_Object point labels_
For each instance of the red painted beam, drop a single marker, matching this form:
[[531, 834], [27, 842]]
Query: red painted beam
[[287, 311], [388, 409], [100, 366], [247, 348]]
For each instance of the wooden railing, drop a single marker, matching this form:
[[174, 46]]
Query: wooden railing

_What is expected_
Copy every one of the rows above word for word, with nothing changed.

_Written answer_
For each instance of the red painted beam, drop a single marker, matching this form:
[[531, 834], [27, 842]]
Query: red painted beam
[[287, 311], [388, 409], [100, 366], [247, 348]]
For each instance of the wooden railing, drop a single marker, matching this form:
[[174, 46]]
Query: wooden railing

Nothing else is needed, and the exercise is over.